### THE PROBLEM
Copy exactly the stretch of data below from the line with "I'm trying to find the finial." through the line with "I'm trying to find the spire.", including both of those lines.

### DATA FOR REVIEW
========================================================================
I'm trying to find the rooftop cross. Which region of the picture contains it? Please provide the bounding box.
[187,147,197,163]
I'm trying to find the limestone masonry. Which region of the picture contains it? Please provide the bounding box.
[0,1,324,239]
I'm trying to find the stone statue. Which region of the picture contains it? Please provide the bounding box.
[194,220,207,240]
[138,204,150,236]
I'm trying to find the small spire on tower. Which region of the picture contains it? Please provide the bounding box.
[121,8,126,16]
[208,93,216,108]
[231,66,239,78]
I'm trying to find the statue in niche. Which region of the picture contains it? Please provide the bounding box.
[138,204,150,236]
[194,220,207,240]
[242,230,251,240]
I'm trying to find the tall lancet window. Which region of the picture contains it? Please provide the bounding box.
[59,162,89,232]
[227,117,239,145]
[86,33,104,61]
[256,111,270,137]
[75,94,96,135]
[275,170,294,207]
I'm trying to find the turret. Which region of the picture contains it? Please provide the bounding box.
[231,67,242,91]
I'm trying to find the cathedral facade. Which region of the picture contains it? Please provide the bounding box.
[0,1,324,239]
========================================================================
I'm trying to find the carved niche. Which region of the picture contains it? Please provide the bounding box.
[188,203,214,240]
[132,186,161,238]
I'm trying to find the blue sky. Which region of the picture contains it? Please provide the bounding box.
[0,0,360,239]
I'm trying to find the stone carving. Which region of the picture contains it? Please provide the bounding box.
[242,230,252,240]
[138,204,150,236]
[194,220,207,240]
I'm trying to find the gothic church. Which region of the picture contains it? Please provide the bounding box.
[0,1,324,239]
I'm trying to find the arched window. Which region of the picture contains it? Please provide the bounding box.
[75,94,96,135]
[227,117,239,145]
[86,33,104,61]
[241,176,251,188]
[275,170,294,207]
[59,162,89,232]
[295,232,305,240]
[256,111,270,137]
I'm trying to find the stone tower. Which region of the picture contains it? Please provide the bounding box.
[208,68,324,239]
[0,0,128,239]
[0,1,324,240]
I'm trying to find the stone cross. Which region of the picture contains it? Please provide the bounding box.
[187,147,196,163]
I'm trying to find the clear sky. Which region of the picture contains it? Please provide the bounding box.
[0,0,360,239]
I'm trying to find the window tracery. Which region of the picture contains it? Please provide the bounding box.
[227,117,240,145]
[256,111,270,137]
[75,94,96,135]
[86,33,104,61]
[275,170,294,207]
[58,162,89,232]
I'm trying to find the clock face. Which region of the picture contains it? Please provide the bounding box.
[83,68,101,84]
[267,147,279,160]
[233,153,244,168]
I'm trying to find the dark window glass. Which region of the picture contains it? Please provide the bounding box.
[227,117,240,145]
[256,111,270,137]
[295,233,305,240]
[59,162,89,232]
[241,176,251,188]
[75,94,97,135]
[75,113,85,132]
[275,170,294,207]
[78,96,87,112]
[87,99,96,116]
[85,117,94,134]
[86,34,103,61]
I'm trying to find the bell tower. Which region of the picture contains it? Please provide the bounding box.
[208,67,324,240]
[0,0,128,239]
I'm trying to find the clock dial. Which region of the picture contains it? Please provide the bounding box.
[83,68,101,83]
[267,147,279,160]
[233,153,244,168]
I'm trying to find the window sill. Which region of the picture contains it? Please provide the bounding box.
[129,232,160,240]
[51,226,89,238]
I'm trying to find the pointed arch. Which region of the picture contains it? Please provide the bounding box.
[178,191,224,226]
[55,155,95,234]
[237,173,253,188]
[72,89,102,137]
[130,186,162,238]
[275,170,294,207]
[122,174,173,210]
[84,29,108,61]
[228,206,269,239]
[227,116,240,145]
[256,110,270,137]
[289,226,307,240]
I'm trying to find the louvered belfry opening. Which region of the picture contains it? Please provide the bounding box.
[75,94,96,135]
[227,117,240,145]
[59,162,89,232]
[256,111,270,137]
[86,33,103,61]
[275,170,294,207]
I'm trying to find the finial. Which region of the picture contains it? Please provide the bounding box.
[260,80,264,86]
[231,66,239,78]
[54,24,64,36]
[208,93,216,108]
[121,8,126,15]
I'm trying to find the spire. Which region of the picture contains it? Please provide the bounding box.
========================================================================
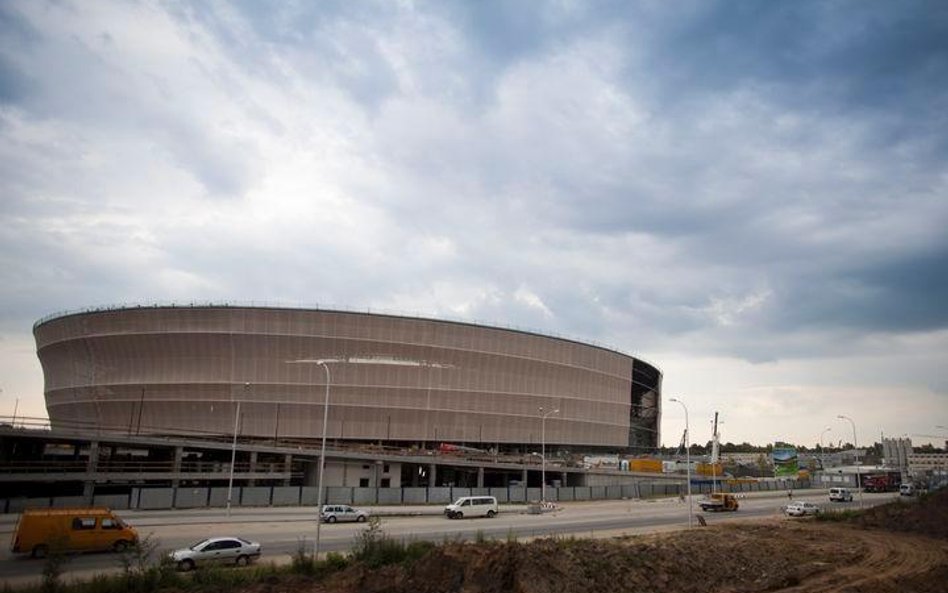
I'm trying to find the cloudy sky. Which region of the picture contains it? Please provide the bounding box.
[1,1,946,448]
========================================================================
### SOLUTION
I'm trying to find the finial. Which region of the picture contains it? Please provide the bounding box.
[260,80,264,86]
[231,66,239,78]
[54,24,64,36]
[208,93,216,108]
[121,8,126,15]
I'm trying to find the spire. Which region of the picture contains it? Please provide the bounding box.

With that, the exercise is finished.